▸ Exercise instructions
Please return, with no alterations, the lines below from the very first through the one that contains "positive clicks: (806, 204) (962, 173)".
Records supplied: Begin
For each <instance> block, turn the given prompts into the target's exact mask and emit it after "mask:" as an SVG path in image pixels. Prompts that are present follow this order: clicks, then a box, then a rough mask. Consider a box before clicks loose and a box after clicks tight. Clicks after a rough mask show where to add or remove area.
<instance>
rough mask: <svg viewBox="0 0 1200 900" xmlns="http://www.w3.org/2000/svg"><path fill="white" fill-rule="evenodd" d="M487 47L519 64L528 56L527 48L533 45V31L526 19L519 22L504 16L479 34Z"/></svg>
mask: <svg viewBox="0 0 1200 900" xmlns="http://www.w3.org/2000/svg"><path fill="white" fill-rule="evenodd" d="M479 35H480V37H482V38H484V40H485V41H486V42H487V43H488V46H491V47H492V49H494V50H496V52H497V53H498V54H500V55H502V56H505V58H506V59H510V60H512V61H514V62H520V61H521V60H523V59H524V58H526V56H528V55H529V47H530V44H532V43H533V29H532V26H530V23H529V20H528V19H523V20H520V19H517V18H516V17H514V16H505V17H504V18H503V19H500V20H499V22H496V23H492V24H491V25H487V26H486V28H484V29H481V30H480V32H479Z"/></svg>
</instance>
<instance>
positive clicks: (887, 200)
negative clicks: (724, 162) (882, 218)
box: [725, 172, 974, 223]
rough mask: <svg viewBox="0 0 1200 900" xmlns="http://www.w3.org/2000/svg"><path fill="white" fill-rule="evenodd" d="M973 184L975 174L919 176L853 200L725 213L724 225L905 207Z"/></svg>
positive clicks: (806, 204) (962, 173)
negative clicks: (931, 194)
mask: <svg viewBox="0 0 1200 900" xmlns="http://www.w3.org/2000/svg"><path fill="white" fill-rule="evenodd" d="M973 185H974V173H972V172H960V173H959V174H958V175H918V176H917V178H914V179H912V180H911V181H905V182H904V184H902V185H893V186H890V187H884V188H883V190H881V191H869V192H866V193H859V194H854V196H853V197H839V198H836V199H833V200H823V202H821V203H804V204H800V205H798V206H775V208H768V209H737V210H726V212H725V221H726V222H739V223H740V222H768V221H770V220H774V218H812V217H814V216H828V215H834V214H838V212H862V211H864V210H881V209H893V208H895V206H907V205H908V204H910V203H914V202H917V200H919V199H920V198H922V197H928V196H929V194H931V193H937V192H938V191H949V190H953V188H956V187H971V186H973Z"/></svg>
Records supplied: End
▸ Solution
For each <instance> block, turn the given prompts into the target's exact mask and emit it after "mask:" as an SVG path in image pixels. Prompts that are present follow this order: clicks, then a box, then a rough mask. Consider a box before clicks loose and a box after clicks tight. Clicks after a rough mask show where to add or remove area.
<instance>
rough mask: <svg viewBox="0 0 1200 900" xmlns="http://www.w3.org/2000/svg"><path fill="white" fill-rule="evenodd" d="M487 47L519 64L528 56L527 48L533 45V31L526 19L519 22L504 16L479 34Z"/></svg>
mask: <svg viewBox="0 0 1200 900" xmlns="http://www.w3.org/2000/svg"><path fill="white" fill-rule="evenodd" d="M479 35H480V37H482V38H484V40H485V41H486V42H487V43H488V46H491V47H492V49H494V50H496V52H497V53H498V54H500V55H502V56H505V58H506V59H510V60H512V61H514V62H520V61H521V60H523V59H524V58H526V56H528V55H529V47H530V44H532V43H533V29H532V26H530V23H529V20H528V19H523V20H520V19H517V18H516V17H514V16H505V17H504V18H503V19H500V20H499V22H496V23H492V24H491V25H487V26H486V28H484V29H481V30H480V32H479Z"/></svg>
</instance>
<instance>
positive clicks: (887, 200)
negative clicks: (724, 162) (882, 218)
box: [725, 172, 974, 223]
rough mask: <svg viewBox="0 0 1200 900" xmlns="http://www.w3.org/2000/svg"><path fill="white" fill-rule="evenodd" d="M973 184L975 174L919 176L853 200L725 213L724 225L905 207Z"/></svg>
positive clicks: (806, 204) (962, 173)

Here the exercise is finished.